EXERCISE DETAILS: The records below must be copied in full; omit the images.

[Lines of data]
++++++++++++++++++++

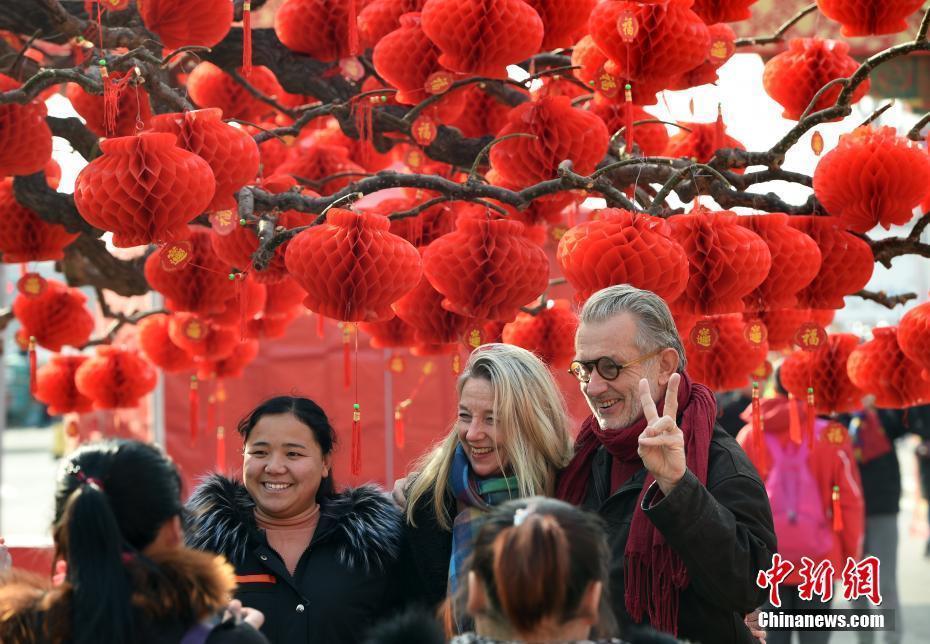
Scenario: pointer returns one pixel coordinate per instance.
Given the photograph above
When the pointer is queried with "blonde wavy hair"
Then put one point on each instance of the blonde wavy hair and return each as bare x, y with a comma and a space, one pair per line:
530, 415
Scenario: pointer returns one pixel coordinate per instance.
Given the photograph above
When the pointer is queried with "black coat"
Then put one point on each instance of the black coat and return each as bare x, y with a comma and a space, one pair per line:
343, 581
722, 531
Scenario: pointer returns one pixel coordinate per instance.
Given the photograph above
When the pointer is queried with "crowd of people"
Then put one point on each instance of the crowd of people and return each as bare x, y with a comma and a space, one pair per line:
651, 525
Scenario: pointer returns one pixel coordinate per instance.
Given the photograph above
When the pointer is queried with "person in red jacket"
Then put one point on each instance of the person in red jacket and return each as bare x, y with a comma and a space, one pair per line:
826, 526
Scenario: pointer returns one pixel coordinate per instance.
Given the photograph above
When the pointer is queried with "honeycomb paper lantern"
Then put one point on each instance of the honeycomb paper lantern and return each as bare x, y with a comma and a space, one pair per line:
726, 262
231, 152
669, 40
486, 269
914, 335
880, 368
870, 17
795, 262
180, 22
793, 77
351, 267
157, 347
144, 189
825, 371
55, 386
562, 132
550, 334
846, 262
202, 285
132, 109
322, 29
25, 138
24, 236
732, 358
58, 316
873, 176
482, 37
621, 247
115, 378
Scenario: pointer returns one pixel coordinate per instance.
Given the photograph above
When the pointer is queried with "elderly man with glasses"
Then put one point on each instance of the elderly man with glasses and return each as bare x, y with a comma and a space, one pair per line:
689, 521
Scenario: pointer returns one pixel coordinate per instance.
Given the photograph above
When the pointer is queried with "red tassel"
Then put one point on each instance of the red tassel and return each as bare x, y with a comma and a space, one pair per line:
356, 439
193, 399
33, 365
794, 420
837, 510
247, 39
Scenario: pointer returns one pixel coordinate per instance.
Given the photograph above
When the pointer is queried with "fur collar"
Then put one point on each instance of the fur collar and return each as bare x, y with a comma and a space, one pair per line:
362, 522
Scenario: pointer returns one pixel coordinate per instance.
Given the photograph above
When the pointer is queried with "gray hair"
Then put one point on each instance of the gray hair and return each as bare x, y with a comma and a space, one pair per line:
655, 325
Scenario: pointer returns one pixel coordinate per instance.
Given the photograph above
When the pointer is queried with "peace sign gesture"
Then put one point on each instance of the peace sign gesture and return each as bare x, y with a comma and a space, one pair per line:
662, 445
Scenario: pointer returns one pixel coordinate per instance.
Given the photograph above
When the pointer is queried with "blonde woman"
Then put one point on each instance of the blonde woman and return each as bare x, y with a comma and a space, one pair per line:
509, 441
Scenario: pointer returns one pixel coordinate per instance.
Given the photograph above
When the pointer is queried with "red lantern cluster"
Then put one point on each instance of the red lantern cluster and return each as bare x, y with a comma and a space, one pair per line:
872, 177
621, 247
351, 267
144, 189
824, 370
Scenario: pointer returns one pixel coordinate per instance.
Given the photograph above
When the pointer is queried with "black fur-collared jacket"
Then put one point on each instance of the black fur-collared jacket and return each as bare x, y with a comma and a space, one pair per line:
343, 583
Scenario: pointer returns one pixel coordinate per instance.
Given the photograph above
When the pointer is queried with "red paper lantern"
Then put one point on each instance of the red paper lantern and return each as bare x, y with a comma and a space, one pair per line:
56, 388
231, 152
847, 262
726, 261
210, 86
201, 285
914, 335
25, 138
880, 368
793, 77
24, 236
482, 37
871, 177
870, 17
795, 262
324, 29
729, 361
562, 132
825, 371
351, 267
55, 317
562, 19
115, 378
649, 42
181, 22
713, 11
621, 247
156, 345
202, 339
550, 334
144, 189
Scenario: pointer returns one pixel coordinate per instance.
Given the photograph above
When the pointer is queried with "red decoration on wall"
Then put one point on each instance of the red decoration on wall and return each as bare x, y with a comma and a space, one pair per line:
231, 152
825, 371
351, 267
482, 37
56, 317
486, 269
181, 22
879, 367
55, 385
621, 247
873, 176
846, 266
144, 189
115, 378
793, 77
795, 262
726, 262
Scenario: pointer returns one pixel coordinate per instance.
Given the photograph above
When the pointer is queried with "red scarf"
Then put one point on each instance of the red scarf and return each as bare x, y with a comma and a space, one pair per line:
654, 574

++++++++++++++++++++

EXERCISE OUTPUT:
Scenario: pointer returns one pixel coordinate per instance.
Given the photograph above
When the pointer is queried with "blonde wavy hair"
Then put one point on each instance of the blonde wavy hair and return each as bare x, y with a comma and a space, one pair per line:
530, 415
Scenario: pointer returns one pixel coordinate per instance.
Given the photograph above
When the pointer is queried with "black coat"
Then put one point on each instance of the black coat and return each as bare x, y with a comma and a space, one pair per line:
343, 581
722, 531
Scenario: pointer returns one pixel coordinate per instance.
Given the photograph above
When the pointer is queried with "crowd of people"
Then put one point on each instance of the crowd of people and return each as bare x, y with a comma and a space, one pair per line:
651, 525
Scenario: pointer returns one pixel coordinate per instance.
Given the photograph above
When the pointer is queried with "person in red jacket"
Then put one point on each instance of the person in red jacket and return each as bare x, y with a comma and a space, one pair per line:
826, 526
Scenario: pointer returns one pixel coordinate per instance.
Given the photograph above
When the pointer is queried with "honeycomb paper lantern"
Then put one point on each instance of the honeycomb paper lantern and return each as bare x, y with a comma and a space, one pair per line:
726, 262
231, 152
669, 40
486, 269
914, 335
880, 368
870, 17
795, 262
180, 22
793, 77
351, 267
157, 347
144, 189
825, 371
55, 386
562, 132
550, 334
846, 262
202, 285
132, 109
322, 29
25, 138
24, 236
732, 358
58, 316
873, 176
482, 37
621, 247
115, 378
Scenario: pointer returns one pixel coordinate per instance.
Given the photograph above
When the pointer is queried with "elderly man with glasses"
Then put one point on each instance of the elderly man with glasses and return each as bare x, y with a comma and a space, one pair per line:
689, 521
Scenario: pointer returns one pixel coordinate per instance.
Given the photograph above
When the pointer is queried with "red tassel"
Then put one point on each instance of the red tassel and return each as bare x, y with a comma and a space, one pair per line:
356, 439
193, 399
33, 365
794, 420
837, 510
247, 39
Scenario: pointer returns one pixel coordinate per instance.
Given the photograph above
When the pointer is queried with "fur collar"
Then put one point on each instance of the fur collar and return each as bare x, y with a comma and a space, one pair per line:
362, 522
Scenario: pointer returns one pixel coordinate per instance.
Given the photograph above
When the pointer is queried with "gray hair"
Then put one point on each instance of the gray hair and return each as bare x, y with a comma and a space, one pair per line:
655, 325
Scenario: pointer returns one pixel coordinate per instance.
Given the photograph above
When the pointer is queried with "peace sign gesture"
Then put one point on each instance of the peace sign gesture and return each as bare x, y with a comma and a space, one pair per line:
662, 445
Scenario: pointer returns one pixel coordinate per instance.
Given the photograph above
When the pointer is queried with "blonde woman"
Then put one point on each instance of the blonde woman and return each as bare x, y with a comma and a space, one pair per line:
509, 441
Scenario: pointer returns one pixel coordinate per instance.
Given the photograph above
When the pointer is queried with "red lantern cluster"
Then put one point on each instance of the red lantern cluster and return each as bare x, y with a comma and a space, one pair per line:
872, 177
621, 247
351, 267
144, 189
824, 370
Scenario: pointer returns one pixel coordinate per instance.
Given the photograph above
When the pointer is queried with "black fur-collared jacket"
Then put one point on each instance of the black fur-collared jacket and return each as bare x, y with a comma and a space, one pair per line:
343, 583
Scenario: pointer returns one pixel coordinate per instance.
Given the photograph above
When the pointer is queried with "red paper lantern"
Then put one point on each instance of the red paper lantern and return each as bare x, y with a comma and a space, one pair per line:
56, 388
231, 152
847, 262
726, 261
210, 86
201, 285
914, 335
25, 138
880, 368
793, 77
24, 236
482, 37
871, 177
870, 17
795, 262
324, 29
729, 361
562, 132
825, 371
351, 267
55, 317
562, 19
115, 378
649, 42
181, 22
713, 11
621, 247
156, 345
202, 339
550, 334
144, 189
Scenario: pointer returns one pixel coordinate per instance.
Given the photograph above
When the pointer is queried with "red decoration on wall"
Then put one point on each instance of the red decoration on wall and return each as bare x, y with a comma and a space, one pair per line:
231, 152
825, 371
351, 267
482, 37
56, 317
486, 269
181, 22
879, 367
55, 385
621, 247
873, 176
846, 266
144, 189
115, 378
793, 77
795, 262
726, 262
Scenario: pointer returns one pixel coordinate per instance.
Given the photograph above
When the pointer is queried with "red scarf"
Then put one point on each instance of the red scarf and return each as bare x, y with a comma and a space, one pair per line:
654, 574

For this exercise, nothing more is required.